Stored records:
>> Start

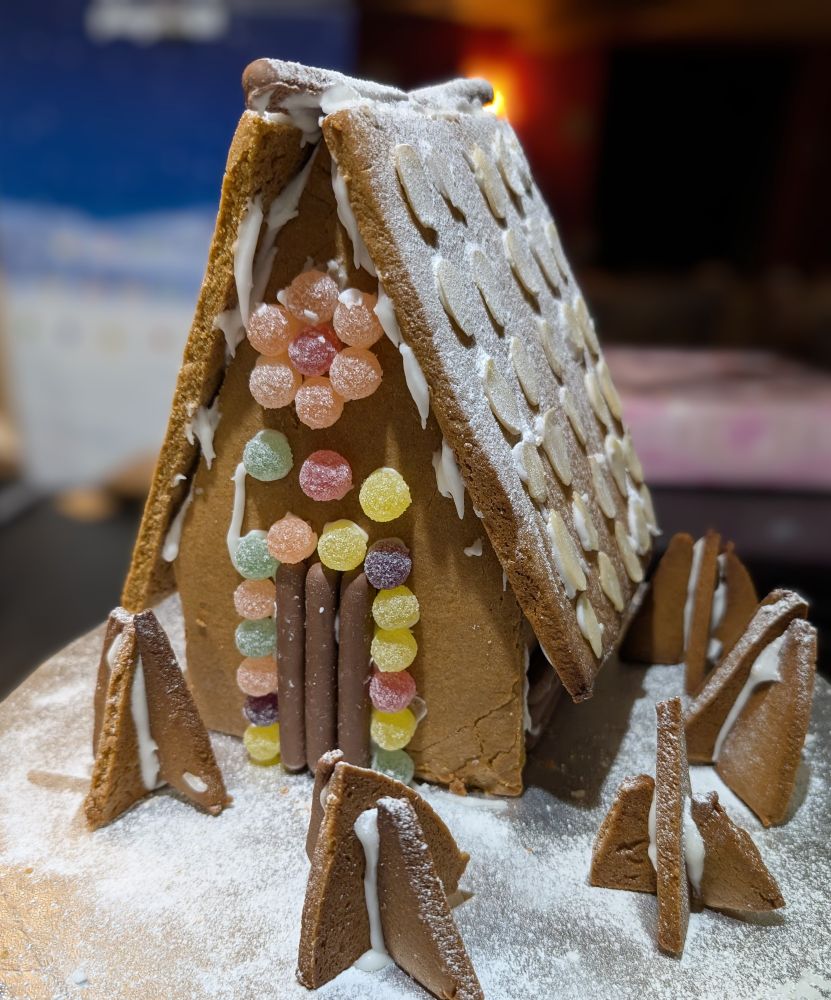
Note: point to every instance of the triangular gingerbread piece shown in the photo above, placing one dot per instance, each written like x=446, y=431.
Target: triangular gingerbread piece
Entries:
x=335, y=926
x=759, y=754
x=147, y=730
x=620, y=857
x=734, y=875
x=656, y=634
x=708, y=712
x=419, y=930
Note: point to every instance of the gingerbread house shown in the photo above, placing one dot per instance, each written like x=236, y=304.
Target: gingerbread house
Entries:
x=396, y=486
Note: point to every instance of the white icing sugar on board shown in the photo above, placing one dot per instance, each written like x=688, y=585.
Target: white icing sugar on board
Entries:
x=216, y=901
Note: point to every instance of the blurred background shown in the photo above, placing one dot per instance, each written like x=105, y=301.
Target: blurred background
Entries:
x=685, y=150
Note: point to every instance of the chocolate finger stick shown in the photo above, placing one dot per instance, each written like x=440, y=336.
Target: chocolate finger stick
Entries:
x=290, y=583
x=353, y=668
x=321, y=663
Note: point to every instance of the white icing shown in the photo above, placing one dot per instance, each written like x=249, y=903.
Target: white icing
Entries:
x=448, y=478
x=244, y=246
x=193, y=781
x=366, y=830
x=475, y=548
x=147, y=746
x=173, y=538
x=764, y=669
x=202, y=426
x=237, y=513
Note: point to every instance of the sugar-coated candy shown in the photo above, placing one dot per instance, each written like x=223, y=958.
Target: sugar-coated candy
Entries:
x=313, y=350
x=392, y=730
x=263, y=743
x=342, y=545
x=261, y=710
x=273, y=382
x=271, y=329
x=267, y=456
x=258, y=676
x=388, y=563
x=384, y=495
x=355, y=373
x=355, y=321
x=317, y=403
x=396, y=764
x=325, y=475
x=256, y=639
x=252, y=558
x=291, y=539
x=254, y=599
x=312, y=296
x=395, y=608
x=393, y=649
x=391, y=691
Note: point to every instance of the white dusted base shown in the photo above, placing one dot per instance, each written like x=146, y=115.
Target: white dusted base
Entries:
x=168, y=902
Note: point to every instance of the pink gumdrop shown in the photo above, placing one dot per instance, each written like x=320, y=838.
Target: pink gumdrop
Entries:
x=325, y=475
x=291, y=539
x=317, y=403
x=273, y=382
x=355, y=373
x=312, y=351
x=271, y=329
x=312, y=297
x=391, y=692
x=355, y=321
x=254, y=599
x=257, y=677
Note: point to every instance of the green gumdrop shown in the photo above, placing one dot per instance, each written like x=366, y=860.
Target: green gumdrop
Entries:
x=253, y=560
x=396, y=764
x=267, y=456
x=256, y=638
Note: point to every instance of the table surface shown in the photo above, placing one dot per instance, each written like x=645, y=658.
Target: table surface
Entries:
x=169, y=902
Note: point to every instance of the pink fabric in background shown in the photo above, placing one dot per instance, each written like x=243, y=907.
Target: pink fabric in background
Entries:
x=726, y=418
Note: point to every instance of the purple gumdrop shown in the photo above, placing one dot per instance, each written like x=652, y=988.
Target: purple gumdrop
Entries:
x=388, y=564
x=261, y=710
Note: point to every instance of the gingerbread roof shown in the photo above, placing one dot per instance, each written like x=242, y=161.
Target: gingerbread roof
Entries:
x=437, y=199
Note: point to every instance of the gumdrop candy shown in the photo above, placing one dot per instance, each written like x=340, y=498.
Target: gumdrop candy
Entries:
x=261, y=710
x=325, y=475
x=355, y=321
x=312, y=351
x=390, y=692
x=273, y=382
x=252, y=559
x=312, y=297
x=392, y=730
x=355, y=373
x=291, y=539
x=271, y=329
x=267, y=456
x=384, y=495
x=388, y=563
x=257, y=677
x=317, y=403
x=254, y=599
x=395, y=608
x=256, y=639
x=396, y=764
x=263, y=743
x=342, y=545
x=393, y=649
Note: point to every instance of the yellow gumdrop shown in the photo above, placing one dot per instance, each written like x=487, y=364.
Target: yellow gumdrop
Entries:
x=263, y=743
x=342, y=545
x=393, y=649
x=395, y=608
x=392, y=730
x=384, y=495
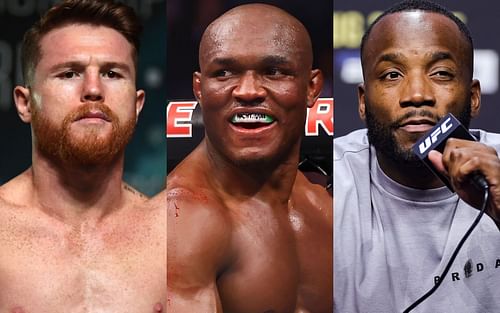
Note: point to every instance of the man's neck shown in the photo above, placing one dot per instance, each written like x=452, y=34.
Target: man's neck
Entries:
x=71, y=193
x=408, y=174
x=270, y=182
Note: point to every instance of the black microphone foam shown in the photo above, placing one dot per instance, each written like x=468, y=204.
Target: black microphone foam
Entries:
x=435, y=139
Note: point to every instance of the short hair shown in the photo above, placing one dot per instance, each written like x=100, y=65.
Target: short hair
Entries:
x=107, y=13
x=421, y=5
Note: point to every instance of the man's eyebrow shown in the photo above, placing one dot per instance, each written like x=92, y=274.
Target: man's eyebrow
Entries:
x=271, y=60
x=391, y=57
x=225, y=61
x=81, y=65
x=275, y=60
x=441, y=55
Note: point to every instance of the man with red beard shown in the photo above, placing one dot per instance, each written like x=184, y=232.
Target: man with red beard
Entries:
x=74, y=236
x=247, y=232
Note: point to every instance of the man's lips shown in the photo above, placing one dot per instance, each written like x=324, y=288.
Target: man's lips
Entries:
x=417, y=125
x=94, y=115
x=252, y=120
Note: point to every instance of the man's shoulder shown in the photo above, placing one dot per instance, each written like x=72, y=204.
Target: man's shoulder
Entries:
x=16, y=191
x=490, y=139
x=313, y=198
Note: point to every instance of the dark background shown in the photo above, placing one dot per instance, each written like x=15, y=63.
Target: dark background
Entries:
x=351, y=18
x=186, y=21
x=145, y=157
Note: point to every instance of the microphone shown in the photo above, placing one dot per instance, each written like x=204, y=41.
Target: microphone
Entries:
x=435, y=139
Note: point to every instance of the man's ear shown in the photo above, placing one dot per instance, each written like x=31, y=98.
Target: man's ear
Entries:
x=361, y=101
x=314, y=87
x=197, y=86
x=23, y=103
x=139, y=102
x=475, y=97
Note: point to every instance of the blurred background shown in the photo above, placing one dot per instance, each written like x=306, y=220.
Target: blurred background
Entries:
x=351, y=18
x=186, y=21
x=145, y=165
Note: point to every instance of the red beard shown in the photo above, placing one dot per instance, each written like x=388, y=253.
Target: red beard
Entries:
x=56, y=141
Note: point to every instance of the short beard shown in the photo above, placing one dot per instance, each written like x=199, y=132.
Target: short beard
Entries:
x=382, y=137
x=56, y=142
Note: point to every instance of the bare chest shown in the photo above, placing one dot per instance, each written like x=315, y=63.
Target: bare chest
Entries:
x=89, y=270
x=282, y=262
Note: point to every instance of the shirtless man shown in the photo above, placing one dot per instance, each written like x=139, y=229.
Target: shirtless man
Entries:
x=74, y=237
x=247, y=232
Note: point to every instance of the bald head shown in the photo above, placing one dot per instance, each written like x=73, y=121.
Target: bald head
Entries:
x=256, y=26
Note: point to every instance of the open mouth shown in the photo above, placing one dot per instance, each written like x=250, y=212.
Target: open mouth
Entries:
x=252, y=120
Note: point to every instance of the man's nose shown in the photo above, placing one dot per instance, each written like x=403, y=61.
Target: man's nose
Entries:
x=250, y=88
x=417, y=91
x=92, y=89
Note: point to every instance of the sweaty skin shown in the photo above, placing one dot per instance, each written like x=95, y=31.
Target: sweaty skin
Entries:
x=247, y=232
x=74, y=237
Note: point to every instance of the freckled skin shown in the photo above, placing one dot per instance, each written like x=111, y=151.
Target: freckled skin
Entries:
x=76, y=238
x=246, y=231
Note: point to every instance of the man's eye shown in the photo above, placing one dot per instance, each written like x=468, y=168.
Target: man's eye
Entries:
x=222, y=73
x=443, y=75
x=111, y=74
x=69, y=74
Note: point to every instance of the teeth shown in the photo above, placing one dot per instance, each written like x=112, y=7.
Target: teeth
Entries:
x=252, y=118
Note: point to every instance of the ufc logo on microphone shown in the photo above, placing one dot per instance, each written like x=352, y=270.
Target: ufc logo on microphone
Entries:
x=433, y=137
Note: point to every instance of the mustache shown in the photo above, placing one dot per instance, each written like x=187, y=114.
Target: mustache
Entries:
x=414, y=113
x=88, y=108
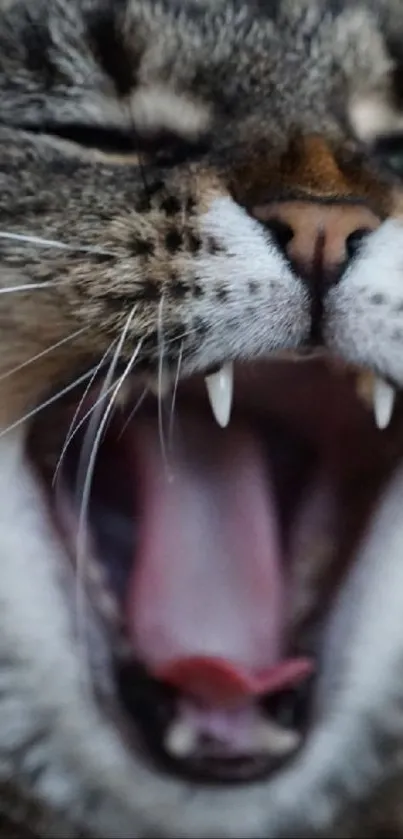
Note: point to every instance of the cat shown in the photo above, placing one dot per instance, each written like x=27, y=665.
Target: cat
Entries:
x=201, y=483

>> End

▶ **TASK PROMPT**:
Rewrite the records above from their start through the line containing "x=419, y=930", including both ends, renaming "triangular gingerbread piece" to "gingerbread triangle" throughout and keeping everything else identical. Leave the pictures out of your answer.

▶ **OUTPUT FOR THIS TASK**:
Note: point to every instance of the gingerbread triangle shown in the photo above, placing one dot per instance, each written like x=446, y=431.
Target: gingerbread triangle
Entries:
x=335, y=926
x=759, y=754
x=147, y=730
x=620, y=857
x=734, y=875
x=656, y=634
x=708, y=712
x=419, y=930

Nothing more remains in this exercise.